§ **Exercise directions**: Extract the part of the passage on eco-friendly hotels in Singapore that starts with "JW Marriott Hotel Singapore" and goes on through "the building’s facade.", copying it word for word.

§ **Excerpted passage**:
Their eco-friendly measures include chlorine-free mineral water swimming pools that are reportedly filtered by NASA technology, harvesting fresh herbs from their own on-site gardens (instead of importing them, which cuts down on carbon footprint), as well as a plant-a-tree initiative for customers.
Parkroyal on Pickering
Photo: Parkroyal on Pickering Hotel Singapore / Facebook
When it comes to eco-friendly digs in Singapore, Parkroyal on Pickering is definitely one of the most committed players, especially with its verdant veneer made up of live plants (#jungalow goals anyone?). And they’re not just there for show – there are gardens located on every fourth floor, and the ample amount of vegetation help to absorb heat, reducing the reliance on cooling systems.
Part of their water supply comes from a mix of rainwater, as well as Newater (Singapore’s recycled water). Small wonder that the hotel has clinched the Asia’s Leading Green Hotel accolade at the World Travel Awards for three consecutive years.
JW Marriott Hotel Singapore South Beach
One of the latest entrants onto the crowded Singapore hospitality scene, the JW Marriott Hotel South Beach’s approach is as architecturally arresting as it is eco-friendly. Any visitor there would have noticed the soaring metal canopy – its undulating features, designed by British architects Foster+Partners, is meant to mimic ocean waves but the design has also been angled in such a way so as to lower overall temperatures by approximately two degrees.
Not only that, the structure also collects rainwater for usage and has been outfitted with solar panels – the energy collected goes to light up the building’s facade.
Oasia Hotel Downtown
Photo: Oasia Hotels
Designed by the same award-winning local firm – WOHA – behind Parkroyal on Pickering, the new-ish Oasia Hotel Downtown has frequently been featured on design sites, and it’s not hard to see why, with that eye-catching red facade.
The red aluminum mesh exterior supports more than 50 different species of plants, which in turn attracts fauna such as squirrels and bees, increasing the biodiversity in the area. The openness of the design also promotes natural cross-ventilation and less reliance on air-conditioning systems.

§ **Input data**:

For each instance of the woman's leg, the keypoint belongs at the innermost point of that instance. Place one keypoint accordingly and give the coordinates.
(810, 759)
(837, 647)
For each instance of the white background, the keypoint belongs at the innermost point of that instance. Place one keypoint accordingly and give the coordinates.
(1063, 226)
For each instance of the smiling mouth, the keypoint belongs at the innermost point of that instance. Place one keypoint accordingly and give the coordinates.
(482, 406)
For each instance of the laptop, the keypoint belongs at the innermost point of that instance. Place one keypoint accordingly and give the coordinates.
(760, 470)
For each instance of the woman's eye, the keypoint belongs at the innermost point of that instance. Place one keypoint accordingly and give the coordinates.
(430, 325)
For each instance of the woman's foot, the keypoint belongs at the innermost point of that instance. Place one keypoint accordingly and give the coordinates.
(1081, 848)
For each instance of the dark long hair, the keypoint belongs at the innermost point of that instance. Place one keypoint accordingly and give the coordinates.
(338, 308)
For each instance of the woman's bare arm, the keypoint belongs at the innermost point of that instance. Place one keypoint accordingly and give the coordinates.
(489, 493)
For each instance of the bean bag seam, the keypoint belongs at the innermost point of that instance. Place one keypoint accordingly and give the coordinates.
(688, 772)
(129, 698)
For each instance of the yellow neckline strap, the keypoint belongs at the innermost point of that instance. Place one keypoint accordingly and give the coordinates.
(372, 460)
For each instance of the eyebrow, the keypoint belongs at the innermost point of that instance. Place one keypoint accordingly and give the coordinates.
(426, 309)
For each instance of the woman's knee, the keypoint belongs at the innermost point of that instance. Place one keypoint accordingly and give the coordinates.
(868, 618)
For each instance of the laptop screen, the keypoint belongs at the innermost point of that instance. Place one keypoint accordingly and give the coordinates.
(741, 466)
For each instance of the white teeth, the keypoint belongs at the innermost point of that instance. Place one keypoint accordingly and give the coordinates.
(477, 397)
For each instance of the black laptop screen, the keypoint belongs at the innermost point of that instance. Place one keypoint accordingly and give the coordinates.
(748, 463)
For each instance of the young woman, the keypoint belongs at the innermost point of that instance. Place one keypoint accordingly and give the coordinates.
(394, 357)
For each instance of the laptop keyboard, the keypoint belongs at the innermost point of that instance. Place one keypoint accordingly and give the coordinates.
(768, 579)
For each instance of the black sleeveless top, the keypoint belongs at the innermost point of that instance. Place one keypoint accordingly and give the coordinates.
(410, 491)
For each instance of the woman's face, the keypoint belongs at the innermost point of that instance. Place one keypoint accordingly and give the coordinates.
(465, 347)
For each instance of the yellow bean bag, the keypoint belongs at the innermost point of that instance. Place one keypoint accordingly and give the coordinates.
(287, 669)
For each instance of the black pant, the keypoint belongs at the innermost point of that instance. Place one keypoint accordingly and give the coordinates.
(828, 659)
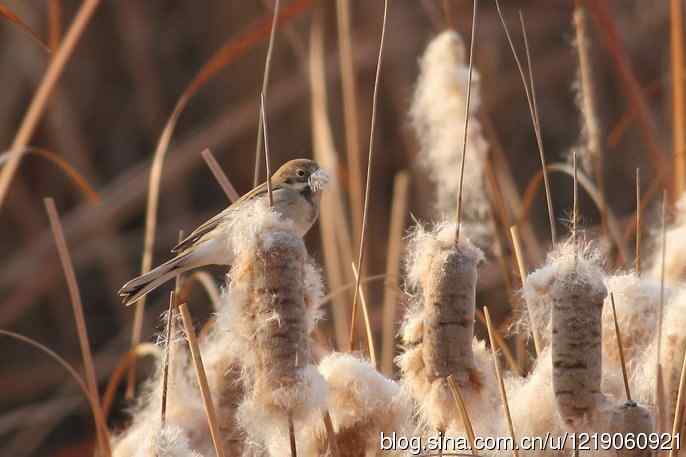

§ **Your response**:
JW Marriott Hotel Singapore South Beach
One of the latest entrants onto the crowded Singapore hospitality scene, the JW Marriott Hotel South Beach’s approach is as architecturally arresting as it is eco-friendly. Any visitor there would have noticed the soaring metal canopy – its undulating features, designed by British architects Foster+Partners, is meant to mimic ocean waves but the design has also been angled in such a way so as to lower overall temperatures by approximately two degrees.
Not only that, the structure also collects rainwater for usage and has been outfitted with solar panels – the energy collected goes to light up the building’s facade.